I am aware that there are people who claim to know why these things happen. People who are convinced that God is behind it all, teaching lessons, granting rewards, exacting retribution, meting out punishment according to some inscrutable plan. I don't know about all that. I think presuming to know what God is up to is risky business. I don't know how hurricanes and diseases and children's deaths and broken relationships fit within the providence of God. I don't how a god who wills bad things can in any way resemble the God who has come among us in Jesus Christ.
Yet, as important as I believe it is to admit what I do not know, it is equally important, no, it is more important, to cling to what I do know. I was reminded of that by a woman named Angelina Julio. She lives in Sudan, a country in Africa that has been beset by war and famine for many years. Thousands have died, millions are at risk. It is grave situation. Here is what Angelina Julio, a seminary student, wrote about what is going on there:
In Sudan, we have never had or experienced full peace. We were born in war and have borne our children also in war. Our lives are ever unstable. We do not know what it means to have a leftover or excess of anything. We live in want of security, stability, wealth, love, health, home, etc. We are deprived of all our rights. The right of defense, the right of ownership of our land, the right to enjoy life as it was given to us by God. We have no freedoms of any kind anywhere. The world seems to weigh very heavy on our shoulders with no one to help but Christ.2
I don't know why the suffering in Sudan is so widespread, so intense. Who could explain it? I don't know. But I do know that Angelina is right. I do know that Christ is present there. I do know that Christ will help, even when no one else will, when no one else can.
There is so much I do not know. But I do know that our lives are in God's hands. I do know that God's love for us has no boundary. I do know that there is someone to heal us. There is someone to make us well. There is someone to soothe the pain and mend the heart. I know it is so.
The weeping prophet Jeremiah, who wishes his eyes might be like fountains because his need to cry for his people is so great, asks with sorrow in his voice, "Is there no balm in Gilead?" Is there nothing to make it better? Is there no one to save us?
+--
→ **Tasks to perform**:
1 – Copy the part of the passage on suffering that begins at the words "The weeping prophet" and stops after the words "to save us?".
2 – In the passage on suffering, what is Angelina Julio studying at?

→ **Point localization records**:
+--
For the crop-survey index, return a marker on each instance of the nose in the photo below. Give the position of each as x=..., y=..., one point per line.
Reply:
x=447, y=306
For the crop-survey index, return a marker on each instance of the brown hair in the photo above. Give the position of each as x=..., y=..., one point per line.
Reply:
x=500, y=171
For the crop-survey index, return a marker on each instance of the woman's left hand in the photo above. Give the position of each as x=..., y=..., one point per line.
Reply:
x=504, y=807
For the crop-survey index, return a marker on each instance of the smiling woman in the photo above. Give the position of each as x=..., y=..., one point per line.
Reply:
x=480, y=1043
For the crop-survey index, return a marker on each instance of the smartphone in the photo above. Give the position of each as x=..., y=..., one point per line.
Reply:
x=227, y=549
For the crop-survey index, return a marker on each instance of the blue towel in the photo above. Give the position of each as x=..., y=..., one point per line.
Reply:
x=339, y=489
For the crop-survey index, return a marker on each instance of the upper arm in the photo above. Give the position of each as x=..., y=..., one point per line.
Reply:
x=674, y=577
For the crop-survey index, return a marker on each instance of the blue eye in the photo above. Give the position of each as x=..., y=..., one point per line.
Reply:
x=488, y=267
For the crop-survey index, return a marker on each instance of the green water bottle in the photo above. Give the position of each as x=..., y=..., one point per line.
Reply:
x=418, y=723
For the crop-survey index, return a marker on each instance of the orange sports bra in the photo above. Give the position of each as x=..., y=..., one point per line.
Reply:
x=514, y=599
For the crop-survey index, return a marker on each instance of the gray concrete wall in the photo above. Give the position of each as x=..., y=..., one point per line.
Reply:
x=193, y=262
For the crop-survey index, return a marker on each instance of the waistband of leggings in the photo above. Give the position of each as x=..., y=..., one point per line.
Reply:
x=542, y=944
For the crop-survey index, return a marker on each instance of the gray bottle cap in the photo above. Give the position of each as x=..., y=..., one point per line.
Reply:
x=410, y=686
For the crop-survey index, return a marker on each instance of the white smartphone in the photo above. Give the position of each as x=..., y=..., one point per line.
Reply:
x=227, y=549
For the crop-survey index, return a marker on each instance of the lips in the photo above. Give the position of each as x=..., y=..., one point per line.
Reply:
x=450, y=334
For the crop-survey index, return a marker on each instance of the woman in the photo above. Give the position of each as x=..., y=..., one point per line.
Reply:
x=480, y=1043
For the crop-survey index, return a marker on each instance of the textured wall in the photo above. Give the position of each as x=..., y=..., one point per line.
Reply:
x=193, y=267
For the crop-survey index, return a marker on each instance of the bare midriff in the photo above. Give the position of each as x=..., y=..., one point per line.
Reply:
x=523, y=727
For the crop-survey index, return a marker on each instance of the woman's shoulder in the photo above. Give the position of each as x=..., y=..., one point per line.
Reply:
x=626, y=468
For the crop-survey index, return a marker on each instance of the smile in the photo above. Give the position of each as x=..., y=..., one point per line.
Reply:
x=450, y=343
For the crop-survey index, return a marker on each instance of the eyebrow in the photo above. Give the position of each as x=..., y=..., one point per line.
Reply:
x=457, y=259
+--
→ **Solutions for each task**:
1 –
The weeping prophet Jeremiah, who wishes his eyes might be like fountains because his need to cry for his people is so great, asks with sorrow in his voice, "Is there no balm in Gilead?" Is there nothing to make it better? Is there no one to save us?

2 – She is a seminary student.